WORK TO BE COMPLETED:
Could you repeat the whole listing below exactly as it stands?

== Segment start ==

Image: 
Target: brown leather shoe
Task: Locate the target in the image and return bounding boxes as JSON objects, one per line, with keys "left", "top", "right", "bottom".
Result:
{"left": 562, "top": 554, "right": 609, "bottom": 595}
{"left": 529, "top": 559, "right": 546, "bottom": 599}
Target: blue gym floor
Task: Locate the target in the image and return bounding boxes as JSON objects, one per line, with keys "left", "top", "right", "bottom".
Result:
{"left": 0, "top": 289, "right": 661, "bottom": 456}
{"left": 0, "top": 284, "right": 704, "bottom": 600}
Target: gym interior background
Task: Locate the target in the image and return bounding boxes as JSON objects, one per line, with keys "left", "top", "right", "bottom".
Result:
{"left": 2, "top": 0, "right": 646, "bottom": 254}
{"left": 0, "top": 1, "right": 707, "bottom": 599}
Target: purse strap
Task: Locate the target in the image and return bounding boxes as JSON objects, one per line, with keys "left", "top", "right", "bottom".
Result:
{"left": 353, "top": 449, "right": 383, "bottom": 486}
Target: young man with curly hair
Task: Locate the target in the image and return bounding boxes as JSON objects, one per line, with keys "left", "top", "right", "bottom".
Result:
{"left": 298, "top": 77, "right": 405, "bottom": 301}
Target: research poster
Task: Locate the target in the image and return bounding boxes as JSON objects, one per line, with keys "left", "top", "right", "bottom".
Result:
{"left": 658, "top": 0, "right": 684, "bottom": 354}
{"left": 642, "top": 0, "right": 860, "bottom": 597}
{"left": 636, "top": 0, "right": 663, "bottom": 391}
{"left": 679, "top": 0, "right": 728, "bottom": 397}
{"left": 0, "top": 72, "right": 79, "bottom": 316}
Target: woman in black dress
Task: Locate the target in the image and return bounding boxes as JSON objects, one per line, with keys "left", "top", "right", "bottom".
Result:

== Segment end ==

TASK OUTPUT:
Image: 
Target: brown leather shoe
Task: Locate the target in the image and return bounding boxes as JSON objects, one per line, with keys "left", "top", "right", "bottom".
Result:
{"left": 562, "top": 554, "right": 609, "bottom": 595}
{"left": 529, "top": 559, "right": 546, "bottom": 599}
Target: blue gym floor
Task: Locate the target in the image and return bounding boxes as JSON objects, one per line, with keys "left", "top", "right", "bottom".
Result:
{"left": 0, "top": 289, "right": 661, "bottom": 456}
{"left": 0, "top": 284, "right": 704, "bottom": 600}
Target: gym interior background
Task: Locate the target in the image and return bounding boxes as JSON objects, one per line, with keys "left", "top", "right", "bottom".
Result:
{"left": 2, "top": 0, "right": 646, "bottom": 254}
{"left": 0, "top": 1, "right": 707, "bottom": 599}
Target: purse strap
Task: Locate the target in the image and return bounding boxes as JSON objects, one per line, with keys "left", "top", "right", "bottom".
Result:
{"left": 353, "top": 449, "right": 383, "bottom": 486}
Target: young man with curly hair
Task: Locate the target in the image and return bounding boxes as JSON objects, one per line, with keys "left", "top", "right", "bottom".
Result:
{"left": 298, "top": 77, "right": 405, "bottom": 301}
Target: research poster
Task: Locate the target in the image and return bounding boxes as JSON objects, one per line, with keys "left", "top", "right", "bottom".
Result:
{"left": 658, "top": 0, "right": 684, "bottom": 354}
{"left": 642, "top": 0, "right": 860, "bottom": 597}
{"left": 636, "top": 0, "right": 663, "bottom": 391}
{"left": 679, "top": 0, "right": 728, "bottom": 397}
{"left": 0, "top": 72, "right": 79, "bottom": 316}
Target: woman in black dress
Task: Locate the target in the image and return bounding boxes as JSON objects, one per line, with keys "left", "top", "right", "bottom".
Result:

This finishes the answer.